_Work required_. In the entries below, how many lines hold the word "rooftop"? Answer with the number only.

[Stored records]
┄┄┄┄┄┄┄┄┄┄

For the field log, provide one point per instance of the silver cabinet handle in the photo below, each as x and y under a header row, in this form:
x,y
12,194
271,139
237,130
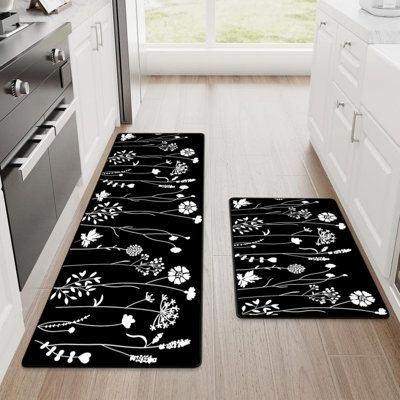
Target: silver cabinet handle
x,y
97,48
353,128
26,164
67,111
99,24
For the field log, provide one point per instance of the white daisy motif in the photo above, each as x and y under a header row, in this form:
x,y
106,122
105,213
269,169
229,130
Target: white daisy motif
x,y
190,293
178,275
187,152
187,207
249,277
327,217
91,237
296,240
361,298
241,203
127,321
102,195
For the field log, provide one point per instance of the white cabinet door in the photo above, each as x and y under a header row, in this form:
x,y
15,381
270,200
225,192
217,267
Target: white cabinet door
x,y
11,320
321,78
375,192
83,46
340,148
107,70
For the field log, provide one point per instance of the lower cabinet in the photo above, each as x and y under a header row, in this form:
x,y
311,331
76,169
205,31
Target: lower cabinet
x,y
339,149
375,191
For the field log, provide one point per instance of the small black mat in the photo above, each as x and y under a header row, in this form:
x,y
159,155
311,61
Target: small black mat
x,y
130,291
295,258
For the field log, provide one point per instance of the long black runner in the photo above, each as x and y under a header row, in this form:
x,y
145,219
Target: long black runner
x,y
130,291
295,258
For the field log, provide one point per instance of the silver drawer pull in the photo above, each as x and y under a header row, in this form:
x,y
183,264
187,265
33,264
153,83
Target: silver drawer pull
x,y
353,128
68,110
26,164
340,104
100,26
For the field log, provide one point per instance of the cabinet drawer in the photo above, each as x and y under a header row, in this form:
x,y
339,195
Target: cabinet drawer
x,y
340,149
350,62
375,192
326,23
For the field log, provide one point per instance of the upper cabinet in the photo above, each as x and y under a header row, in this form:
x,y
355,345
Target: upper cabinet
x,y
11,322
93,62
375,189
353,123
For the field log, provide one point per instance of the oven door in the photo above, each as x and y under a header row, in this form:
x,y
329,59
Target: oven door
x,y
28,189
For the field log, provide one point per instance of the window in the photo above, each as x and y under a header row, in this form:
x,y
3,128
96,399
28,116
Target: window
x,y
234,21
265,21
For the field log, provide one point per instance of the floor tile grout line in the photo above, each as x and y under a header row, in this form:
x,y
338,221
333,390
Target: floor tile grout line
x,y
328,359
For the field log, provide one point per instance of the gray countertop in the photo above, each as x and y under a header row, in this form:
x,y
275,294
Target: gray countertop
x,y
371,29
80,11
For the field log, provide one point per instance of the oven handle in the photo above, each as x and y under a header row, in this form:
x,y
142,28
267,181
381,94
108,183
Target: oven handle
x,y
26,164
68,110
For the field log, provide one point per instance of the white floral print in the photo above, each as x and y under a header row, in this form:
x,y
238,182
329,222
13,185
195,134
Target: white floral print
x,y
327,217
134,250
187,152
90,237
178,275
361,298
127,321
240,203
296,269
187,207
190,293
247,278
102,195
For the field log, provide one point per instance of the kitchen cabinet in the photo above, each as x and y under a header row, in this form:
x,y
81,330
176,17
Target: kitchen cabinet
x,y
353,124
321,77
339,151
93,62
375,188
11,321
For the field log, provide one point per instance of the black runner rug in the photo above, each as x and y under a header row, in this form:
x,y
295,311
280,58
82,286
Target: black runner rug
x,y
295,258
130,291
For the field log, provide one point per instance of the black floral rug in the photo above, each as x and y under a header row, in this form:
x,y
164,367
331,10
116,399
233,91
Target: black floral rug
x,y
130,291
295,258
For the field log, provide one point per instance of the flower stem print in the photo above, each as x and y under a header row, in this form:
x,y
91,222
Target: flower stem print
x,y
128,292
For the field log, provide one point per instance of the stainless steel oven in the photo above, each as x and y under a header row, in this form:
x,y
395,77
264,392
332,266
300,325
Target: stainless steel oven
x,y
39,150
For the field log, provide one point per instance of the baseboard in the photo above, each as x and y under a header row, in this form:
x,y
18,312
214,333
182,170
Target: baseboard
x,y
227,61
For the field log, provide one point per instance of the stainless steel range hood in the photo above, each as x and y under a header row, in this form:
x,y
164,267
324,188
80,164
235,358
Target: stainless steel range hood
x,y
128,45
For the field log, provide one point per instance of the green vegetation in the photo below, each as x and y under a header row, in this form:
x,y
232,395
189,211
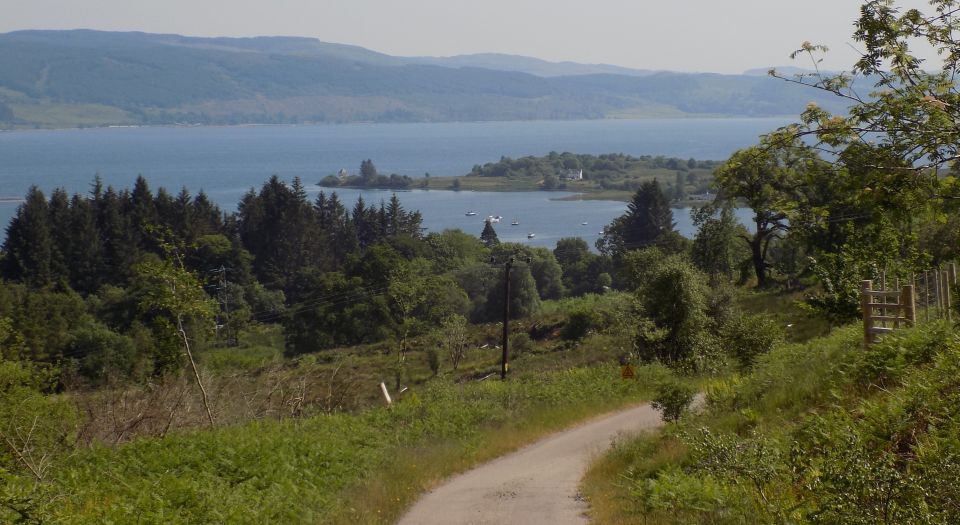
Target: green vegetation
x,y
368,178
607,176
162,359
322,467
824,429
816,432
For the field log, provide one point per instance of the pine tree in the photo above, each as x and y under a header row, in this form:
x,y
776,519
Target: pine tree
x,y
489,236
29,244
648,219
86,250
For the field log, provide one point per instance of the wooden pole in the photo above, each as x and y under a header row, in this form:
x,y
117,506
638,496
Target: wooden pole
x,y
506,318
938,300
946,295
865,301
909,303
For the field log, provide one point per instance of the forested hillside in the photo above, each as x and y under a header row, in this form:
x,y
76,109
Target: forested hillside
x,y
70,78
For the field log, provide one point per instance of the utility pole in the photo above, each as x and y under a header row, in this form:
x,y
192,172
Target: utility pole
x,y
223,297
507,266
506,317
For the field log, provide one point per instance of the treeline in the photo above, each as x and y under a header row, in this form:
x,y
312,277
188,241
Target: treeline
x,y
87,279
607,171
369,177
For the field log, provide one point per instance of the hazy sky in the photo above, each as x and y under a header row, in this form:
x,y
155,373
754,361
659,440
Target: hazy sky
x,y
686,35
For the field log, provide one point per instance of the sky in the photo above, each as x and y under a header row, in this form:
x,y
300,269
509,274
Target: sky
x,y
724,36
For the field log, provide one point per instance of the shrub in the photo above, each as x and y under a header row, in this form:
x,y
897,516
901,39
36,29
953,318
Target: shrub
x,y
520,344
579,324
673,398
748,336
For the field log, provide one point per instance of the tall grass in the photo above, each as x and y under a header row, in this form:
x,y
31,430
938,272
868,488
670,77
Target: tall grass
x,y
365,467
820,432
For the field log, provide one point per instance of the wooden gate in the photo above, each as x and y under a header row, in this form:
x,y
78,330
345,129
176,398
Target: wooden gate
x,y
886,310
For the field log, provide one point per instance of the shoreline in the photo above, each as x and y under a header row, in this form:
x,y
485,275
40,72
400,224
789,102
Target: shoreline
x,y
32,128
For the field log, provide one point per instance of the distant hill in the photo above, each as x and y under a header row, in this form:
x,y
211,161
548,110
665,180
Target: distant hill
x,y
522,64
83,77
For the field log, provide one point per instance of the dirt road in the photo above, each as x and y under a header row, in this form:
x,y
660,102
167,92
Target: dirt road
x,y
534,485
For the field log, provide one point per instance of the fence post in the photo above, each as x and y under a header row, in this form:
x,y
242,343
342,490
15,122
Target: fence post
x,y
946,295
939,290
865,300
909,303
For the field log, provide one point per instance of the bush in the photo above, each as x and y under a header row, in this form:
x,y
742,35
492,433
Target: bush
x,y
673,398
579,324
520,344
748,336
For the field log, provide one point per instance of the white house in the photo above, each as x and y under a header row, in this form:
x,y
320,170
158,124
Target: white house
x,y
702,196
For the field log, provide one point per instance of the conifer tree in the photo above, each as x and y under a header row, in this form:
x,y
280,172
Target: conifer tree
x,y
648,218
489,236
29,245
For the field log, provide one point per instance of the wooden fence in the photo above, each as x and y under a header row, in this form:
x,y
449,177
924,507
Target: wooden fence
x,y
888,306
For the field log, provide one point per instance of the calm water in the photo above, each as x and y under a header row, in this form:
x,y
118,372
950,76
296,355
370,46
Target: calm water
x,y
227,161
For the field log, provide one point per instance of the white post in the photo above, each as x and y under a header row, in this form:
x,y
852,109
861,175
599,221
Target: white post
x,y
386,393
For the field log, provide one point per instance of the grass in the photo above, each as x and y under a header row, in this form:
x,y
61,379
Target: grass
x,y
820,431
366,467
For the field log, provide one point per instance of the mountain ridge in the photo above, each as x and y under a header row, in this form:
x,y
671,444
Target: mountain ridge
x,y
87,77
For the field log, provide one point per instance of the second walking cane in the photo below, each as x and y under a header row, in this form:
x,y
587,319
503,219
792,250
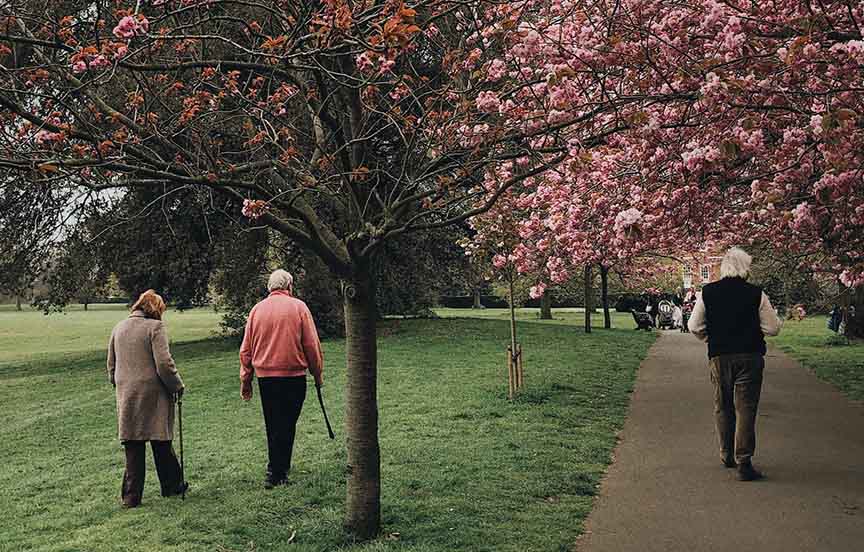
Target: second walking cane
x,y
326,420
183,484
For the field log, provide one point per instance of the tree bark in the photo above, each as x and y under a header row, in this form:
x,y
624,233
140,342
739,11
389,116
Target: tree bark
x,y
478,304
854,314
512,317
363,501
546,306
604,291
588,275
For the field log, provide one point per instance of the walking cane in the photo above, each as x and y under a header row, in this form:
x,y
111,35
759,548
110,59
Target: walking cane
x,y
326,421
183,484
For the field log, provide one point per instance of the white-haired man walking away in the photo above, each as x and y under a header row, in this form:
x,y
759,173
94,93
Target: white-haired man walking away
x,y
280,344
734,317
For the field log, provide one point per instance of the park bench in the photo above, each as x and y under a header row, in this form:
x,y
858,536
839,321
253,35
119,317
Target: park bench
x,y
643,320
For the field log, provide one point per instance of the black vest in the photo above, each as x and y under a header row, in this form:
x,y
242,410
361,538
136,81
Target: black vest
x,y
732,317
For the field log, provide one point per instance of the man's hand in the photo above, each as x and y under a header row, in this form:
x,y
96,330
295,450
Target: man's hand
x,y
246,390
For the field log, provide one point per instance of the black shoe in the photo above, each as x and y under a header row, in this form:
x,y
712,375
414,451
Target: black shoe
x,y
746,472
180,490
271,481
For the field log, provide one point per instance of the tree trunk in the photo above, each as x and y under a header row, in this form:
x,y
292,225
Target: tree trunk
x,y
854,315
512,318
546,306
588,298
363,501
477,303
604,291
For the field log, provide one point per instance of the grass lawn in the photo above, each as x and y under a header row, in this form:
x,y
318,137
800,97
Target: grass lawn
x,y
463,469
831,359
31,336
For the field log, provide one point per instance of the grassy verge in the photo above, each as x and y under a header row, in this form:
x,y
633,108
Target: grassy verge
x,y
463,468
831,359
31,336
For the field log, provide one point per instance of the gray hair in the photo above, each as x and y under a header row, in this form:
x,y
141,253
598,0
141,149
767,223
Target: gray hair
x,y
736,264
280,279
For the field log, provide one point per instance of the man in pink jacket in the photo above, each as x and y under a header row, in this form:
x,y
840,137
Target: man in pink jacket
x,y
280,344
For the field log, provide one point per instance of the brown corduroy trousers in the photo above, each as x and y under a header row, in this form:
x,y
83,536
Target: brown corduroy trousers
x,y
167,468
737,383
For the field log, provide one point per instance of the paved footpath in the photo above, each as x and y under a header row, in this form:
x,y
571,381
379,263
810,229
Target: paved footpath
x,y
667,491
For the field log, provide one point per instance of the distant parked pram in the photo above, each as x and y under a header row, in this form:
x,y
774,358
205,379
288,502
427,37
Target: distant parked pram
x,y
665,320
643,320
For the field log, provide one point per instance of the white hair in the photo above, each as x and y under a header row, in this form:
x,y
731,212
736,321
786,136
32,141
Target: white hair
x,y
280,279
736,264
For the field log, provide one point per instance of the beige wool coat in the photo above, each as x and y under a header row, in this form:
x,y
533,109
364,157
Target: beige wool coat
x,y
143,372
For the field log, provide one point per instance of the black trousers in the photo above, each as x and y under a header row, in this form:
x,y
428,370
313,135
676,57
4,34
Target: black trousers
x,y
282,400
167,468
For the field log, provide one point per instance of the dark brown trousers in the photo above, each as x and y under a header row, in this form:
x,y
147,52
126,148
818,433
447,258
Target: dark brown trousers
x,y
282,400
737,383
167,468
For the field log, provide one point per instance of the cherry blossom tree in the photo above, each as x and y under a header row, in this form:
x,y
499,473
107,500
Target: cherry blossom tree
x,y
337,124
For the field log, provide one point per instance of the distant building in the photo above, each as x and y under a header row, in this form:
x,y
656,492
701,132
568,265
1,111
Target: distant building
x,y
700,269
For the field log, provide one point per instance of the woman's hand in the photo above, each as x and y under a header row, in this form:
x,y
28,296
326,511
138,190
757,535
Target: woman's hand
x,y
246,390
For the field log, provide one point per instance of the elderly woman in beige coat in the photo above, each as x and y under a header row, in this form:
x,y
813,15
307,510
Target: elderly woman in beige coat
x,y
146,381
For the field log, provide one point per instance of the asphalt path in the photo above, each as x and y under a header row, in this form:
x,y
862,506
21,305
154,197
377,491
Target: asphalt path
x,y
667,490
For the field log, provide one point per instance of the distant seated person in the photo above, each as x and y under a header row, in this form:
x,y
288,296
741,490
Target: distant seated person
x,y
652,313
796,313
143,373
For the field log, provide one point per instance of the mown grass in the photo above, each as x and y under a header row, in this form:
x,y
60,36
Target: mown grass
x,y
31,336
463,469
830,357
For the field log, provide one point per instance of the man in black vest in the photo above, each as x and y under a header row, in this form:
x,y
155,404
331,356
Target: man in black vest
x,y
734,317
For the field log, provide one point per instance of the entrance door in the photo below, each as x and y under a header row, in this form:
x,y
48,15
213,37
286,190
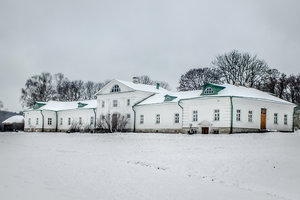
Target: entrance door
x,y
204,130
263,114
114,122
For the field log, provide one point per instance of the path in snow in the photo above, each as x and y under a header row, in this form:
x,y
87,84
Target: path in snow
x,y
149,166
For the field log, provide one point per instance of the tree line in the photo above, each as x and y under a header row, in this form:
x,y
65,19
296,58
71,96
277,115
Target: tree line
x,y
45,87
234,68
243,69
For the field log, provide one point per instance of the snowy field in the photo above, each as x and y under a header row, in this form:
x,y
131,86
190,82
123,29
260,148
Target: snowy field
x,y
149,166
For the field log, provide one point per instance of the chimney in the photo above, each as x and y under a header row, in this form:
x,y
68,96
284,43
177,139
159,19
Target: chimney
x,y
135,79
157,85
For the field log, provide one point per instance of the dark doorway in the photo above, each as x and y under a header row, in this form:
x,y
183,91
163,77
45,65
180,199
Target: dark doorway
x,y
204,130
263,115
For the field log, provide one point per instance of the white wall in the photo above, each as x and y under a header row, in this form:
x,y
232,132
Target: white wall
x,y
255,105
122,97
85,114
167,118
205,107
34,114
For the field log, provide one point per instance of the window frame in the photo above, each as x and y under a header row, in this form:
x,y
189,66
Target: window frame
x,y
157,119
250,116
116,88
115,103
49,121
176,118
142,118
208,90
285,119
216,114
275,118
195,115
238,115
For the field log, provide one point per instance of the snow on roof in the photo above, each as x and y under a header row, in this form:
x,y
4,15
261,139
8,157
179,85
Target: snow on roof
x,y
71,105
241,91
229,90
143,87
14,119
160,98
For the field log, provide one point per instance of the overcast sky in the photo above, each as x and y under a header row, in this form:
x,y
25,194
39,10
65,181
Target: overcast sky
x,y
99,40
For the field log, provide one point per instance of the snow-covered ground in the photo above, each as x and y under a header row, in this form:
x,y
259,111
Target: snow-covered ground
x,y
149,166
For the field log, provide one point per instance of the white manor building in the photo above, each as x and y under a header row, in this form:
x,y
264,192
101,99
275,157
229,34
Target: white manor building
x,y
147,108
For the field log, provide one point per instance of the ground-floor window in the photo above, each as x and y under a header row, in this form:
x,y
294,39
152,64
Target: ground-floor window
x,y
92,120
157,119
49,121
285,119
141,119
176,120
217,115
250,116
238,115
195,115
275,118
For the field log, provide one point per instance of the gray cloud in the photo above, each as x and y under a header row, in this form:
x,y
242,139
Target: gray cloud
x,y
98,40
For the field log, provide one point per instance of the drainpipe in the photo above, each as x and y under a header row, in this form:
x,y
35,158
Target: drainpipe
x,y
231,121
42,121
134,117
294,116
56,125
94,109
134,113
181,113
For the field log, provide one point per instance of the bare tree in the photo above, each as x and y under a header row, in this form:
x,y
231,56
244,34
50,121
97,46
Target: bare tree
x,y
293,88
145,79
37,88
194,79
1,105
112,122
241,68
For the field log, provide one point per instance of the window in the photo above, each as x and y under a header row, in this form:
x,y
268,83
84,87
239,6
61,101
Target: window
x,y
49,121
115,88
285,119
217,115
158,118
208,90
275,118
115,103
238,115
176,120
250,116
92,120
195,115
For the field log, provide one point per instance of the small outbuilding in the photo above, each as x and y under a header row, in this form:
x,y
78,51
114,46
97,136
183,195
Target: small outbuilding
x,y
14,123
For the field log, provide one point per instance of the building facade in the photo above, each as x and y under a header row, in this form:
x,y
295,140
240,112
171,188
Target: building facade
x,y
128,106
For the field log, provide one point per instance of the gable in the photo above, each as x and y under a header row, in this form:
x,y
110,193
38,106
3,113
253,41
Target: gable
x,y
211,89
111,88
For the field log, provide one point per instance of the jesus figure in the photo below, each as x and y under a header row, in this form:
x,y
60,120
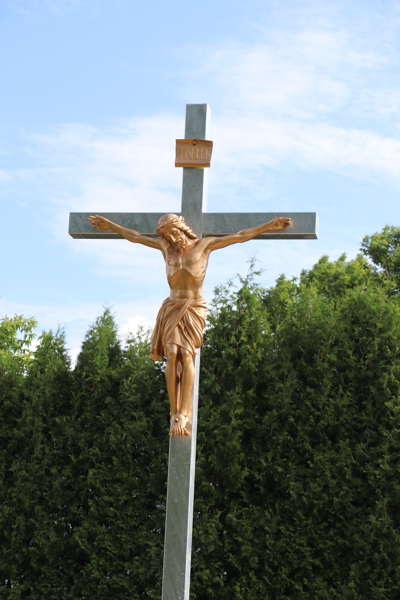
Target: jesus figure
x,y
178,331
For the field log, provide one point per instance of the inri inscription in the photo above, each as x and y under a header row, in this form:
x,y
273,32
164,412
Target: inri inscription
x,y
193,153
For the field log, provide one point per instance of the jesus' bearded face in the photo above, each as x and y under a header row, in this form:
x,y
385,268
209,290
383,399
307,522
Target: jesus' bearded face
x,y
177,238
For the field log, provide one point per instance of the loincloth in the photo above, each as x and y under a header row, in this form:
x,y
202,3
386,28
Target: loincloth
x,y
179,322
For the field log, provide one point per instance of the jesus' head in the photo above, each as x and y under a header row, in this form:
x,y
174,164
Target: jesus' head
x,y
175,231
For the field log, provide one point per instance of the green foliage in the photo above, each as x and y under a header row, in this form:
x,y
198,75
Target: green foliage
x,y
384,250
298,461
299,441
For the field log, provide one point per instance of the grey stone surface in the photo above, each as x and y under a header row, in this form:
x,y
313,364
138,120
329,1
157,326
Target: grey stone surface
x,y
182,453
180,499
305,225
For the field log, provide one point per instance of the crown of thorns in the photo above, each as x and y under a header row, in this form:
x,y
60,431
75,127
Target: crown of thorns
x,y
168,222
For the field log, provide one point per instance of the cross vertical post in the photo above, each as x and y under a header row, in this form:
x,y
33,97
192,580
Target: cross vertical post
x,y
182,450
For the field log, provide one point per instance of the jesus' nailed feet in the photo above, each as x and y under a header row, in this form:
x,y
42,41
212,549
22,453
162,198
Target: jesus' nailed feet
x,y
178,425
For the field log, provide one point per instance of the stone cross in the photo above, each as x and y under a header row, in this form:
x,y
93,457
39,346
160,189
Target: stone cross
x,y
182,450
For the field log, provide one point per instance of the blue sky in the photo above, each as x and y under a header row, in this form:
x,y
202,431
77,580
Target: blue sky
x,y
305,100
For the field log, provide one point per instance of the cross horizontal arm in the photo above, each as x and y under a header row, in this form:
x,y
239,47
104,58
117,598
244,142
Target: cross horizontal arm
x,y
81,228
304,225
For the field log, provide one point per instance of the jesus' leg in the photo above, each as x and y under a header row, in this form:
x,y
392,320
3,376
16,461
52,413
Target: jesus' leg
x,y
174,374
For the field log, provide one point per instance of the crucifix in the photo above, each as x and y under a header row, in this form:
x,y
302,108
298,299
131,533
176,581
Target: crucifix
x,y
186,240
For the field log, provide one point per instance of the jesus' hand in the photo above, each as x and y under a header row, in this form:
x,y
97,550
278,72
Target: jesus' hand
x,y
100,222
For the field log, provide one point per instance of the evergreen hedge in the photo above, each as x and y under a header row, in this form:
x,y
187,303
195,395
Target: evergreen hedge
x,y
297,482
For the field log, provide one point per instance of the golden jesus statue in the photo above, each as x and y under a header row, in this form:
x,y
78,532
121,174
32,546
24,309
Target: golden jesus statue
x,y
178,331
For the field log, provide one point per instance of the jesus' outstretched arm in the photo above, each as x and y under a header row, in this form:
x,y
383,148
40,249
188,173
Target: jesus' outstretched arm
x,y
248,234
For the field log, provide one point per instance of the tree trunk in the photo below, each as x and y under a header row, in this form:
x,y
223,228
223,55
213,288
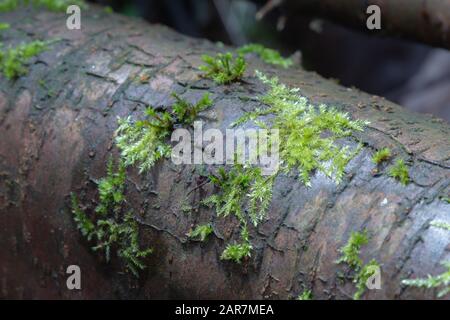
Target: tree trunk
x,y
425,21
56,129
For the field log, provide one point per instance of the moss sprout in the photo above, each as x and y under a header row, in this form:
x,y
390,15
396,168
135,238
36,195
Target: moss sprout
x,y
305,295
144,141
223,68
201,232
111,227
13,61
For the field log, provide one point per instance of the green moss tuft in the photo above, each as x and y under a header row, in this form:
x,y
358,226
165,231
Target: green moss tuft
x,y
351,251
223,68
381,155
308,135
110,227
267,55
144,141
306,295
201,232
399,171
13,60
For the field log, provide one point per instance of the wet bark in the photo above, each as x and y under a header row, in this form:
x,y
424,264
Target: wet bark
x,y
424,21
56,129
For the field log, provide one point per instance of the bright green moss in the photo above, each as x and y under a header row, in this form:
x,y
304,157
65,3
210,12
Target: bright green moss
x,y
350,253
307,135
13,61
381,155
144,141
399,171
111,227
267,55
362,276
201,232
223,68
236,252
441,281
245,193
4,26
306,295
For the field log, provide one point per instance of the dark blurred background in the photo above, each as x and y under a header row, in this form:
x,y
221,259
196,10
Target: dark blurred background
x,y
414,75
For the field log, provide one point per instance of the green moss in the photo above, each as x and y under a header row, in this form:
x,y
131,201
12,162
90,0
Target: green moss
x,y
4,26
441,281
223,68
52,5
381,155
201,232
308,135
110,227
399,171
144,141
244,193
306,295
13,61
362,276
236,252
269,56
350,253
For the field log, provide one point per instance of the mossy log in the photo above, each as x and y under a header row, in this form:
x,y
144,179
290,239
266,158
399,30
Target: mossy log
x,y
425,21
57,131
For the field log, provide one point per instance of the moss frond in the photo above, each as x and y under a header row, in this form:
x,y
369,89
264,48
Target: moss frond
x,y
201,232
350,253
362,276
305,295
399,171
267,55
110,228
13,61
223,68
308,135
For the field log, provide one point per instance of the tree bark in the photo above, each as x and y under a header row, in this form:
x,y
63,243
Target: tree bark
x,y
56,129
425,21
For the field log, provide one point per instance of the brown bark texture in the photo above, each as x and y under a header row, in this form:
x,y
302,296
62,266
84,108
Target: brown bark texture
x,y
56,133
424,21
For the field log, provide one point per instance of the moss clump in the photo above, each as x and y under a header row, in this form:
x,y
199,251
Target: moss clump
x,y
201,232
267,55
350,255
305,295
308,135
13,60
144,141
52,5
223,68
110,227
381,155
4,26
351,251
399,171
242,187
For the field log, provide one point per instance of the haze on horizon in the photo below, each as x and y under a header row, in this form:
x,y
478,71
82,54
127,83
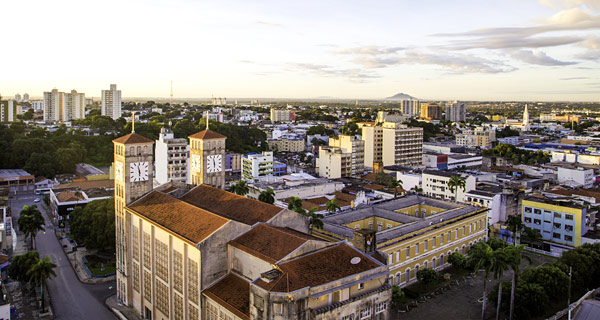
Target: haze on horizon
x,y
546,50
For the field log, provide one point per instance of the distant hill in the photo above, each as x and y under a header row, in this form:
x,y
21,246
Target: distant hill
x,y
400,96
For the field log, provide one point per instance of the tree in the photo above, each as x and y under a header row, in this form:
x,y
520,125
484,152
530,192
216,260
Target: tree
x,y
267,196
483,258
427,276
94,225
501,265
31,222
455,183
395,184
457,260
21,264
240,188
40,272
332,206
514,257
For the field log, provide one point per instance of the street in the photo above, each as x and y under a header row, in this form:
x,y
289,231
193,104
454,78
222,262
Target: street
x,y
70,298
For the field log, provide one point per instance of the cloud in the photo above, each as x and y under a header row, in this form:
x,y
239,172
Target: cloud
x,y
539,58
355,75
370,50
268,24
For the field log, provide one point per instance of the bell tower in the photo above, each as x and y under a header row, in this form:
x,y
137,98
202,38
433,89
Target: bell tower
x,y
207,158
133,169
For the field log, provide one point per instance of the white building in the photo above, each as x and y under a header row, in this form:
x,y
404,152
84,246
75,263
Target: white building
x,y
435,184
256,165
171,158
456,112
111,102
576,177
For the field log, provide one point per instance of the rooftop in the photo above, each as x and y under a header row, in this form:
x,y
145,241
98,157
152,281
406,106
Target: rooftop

┄┄┄┄┄┄┄┄┄┄

_Reply_. 2